* [TEXT FOR ANALYSIS]:
= Beginning of Section =
A new study, conducted by scientists from the Department of Geriatrics at the University of Bari, in Bari, Italy, found that a drink or two per day may help slow the development of dementia. The research, published in the May 22 issue of the journal Neurology, may provide hope for those at risk of dementia and diagnosed with mild cognitive impairment (MCI), the transitional stage between normal brain function and full-blown, irreversible cognitive impairments, such as Alzheimer's.
Dementia is a medical term used to describe one's progressive rate of cognitive decline. It is usually first recorded as forgetfulness, diagnosed as MCI, and then continues irreversibly until one's brain cannot perform the simplest of tasks, such as sweeping the floor. Dementia is rare in those under 60, and may later present itself as Alzheimer's or as the result of several small strokes. Damage to the blood vessels or nerve structures of the brain can also lead to dementia. As many as 6.8 million Americans have dementia, 1.8 million among them are considered to be severely affected.
= End of Section =
* [RECORD SET]:
= Beginning of Section =
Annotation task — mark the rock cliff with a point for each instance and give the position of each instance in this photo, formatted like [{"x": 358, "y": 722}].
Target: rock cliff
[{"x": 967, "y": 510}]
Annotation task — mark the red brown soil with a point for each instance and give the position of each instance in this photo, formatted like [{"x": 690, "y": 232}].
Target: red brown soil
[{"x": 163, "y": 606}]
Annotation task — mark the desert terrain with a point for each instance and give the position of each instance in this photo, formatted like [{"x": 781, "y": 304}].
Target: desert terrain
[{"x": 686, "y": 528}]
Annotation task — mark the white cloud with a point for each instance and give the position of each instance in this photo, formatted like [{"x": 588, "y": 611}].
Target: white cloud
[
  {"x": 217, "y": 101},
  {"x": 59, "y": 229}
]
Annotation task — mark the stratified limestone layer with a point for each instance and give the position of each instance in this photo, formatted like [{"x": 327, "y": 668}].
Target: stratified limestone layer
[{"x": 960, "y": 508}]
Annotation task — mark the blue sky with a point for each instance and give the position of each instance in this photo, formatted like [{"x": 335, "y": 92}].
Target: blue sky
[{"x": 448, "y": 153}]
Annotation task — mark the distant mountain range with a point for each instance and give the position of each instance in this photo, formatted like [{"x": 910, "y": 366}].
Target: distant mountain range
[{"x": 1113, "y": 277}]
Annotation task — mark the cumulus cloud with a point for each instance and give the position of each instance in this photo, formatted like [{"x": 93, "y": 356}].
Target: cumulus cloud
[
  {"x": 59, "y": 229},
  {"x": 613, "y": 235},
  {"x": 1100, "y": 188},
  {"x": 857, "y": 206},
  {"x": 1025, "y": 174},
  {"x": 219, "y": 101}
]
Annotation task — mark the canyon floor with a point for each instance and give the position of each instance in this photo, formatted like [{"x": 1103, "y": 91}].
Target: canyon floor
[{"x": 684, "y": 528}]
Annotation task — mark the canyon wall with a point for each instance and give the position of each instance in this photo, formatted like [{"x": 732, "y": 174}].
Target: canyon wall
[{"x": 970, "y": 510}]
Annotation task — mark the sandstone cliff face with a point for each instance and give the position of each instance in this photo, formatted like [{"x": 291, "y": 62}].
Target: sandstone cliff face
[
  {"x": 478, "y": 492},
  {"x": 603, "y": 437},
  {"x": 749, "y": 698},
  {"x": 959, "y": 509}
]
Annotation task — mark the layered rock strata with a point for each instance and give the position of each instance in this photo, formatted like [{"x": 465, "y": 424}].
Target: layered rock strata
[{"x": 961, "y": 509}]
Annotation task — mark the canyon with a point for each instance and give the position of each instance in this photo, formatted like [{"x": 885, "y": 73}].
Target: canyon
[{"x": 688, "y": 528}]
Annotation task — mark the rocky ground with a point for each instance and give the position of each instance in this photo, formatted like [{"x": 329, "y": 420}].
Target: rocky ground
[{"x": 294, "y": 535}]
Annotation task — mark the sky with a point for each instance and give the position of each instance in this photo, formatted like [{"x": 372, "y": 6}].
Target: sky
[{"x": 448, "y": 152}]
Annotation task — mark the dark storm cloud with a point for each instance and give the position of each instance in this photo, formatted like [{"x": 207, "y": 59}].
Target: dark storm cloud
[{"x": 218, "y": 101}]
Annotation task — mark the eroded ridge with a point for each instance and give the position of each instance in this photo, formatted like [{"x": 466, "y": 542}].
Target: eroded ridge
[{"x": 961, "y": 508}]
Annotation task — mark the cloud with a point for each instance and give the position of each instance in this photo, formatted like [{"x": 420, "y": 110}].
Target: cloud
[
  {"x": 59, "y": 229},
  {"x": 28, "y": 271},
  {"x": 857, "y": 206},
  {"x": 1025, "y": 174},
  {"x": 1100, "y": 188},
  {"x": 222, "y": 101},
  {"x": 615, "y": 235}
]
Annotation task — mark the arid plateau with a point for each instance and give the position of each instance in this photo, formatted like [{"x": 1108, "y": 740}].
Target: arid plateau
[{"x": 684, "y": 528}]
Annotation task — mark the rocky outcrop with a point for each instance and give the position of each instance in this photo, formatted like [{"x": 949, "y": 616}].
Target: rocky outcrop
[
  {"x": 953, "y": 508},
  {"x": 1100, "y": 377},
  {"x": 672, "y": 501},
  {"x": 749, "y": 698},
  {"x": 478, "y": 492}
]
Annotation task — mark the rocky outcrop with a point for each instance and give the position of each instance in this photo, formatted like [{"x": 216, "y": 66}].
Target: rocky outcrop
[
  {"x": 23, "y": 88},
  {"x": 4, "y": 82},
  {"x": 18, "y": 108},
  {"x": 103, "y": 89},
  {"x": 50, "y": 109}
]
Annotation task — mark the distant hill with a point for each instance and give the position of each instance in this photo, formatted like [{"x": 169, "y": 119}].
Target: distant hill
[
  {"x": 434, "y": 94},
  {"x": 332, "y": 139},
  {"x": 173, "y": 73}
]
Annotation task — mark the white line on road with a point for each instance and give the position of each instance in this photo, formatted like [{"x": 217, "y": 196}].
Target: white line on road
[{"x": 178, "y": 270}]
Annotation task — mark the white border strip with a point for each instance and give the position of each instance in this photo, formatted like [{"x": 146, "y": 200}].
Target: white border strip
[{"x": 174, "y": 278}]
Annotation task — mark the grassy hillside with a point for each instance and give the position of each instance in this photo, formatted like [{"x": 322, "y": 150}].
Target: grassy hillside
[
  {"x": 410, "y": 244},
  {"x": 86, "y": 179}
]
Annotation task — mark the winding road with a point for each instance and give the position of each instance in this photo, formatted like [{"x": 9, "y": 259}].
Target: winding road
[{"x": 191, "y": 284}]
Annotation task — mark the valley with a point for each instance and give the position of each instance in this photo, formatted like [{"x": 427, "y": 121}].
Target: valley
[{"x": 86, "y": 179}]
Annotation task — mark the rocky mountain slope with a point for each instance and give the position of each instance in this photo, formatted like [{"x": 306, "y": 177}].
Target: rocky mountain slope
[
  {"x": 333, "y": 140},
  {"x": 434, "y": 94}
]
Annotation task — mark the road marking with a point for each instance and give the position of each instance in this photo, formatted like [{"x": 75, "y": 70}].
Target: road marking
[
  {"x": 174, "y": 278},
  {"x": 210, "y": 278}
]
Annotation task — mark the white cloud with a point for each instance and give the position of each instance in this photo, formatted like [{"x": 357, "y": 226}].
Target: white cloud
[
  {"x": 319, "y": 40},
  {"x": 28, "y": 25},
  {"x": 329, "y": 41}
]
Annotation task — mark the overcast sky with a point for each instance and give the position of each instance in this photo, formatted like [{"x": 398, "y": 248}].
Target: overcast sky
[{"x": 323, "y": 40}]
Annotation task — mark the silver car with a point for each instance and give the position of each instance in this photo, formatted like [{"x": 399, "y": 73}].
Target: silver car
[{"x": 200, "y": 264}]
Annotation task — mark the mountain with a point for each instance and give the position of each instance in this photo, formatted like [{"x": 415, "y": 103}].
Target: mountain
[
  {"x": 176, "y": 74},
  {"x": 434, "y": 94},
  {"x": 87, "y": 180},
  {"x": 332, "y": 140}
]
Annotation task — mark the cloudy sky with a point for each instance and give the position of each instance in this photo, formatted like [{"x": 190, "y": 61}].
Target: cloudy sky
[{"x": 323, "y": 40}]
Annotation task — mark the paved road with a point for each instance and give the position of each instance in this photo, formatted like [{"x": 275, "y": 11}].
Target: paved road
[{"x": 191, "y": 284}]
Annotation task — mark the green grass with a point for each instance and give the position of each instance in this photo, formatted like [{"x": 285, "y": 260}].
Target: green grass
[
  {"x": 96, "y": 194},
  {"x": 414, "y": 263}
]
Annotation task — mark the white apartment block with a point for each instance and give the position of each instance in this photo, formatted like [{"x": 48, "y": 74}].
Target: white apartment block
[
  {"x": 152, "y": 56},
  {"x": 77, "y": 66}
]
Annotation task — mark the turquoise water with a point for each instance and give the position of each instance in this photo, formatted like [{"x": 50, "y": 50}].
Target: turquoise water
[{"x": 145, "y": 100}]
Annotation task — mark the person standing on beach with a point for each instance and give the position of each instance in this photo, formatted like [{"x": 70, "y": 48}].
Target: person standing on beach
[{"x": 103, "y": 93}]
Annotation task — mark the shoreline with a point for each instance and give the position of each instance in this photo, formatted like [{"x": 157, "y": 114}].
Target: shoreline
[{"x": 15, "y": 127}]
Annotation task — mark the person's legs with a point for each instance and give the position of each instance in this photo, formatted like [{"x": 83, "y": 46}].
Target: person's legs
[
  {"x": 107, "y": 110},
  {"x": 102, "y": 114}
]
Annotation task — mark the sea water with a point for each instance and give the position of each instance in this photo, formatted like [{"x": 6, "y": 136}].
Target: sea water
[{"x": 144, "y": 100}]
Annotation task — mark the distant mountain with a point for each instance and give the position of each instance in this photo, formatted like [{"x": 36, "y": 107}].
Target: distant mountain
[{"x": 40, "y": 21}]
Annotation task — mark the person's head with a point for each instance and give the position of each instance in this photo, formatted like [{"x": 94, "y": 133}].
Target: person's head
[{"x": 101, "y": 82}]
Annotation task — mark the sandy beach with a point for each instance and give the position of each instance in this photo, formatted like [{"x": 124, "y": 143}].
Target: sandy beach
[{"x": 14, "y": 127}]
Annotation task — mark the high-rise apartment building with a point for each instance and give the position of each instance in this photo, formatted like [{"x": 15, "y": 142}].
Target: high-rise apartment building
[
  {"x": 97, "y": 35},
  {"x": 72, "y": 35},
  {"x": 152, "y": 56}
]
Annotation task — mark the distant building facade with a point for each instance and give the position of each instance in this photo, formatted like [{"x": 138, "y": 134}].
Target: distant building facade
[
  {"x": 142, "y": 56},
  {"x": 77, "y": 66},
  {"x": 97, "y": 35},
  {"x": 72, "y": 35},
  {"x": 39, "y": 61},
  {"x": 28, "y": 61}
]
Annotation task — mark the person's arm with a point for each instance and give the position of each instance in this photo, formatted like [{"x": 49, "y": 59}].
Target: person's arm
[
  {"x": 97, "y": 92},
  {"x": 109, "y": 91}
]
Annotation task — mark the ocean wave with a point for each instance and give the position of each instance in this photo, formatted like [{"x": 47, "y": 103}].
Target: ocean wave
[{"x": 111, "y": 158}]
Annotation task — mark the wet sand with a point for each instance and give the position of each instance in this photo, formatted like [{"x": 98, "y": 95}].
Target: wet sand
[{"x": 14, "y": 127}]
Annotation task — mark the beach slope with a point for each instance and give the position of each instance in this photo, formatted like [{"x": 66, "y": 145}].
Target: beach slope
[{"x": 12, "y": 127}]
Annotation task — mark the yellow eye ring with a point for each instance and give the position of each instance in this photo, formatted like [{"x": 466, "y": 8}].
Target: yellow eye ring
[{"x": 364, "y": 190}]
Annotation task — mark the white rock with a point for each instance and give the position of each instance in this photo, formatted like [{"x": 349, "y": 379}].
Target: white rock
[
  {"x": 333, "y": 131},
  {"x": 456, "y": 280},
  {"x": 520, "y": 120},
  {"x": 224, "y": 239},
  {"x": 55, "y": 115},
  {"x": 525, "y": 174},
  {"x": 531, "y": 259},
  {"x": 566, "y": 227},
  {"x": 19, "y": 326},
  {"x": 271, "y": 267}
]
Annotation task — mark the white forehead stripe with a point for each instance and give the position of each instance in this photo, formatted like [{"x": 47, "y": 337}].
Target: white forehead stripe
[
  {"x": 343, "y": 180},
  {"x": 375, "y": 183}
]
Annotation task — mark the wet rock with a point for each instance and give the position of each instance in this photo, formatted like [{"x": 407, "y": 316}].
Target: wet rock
= End of Section =
* [TASK BRIEF]:
From the passage on alcohol and dementia, write out word for word the part from "A new study, conducted" to "such as Alzheimer's.". The records are separate material, unrelated to the passage on alcohol and dementia.

* [SOLUTION BELOW]:
A new study, conducted by scientists from the Department of Geriatrics at the University of Bari, in Bari, Italy, found that a drink or two per day may help slow the development of dementia. The research, published in the May 22 issue of the journal Neurology, may provide hope for those at risk of dementia and diagnosed with mild cognitive impairment (MCI), the transitional stage between normal brain function and full-blown, irreversible cognitive impairments, such as Alzheimer's.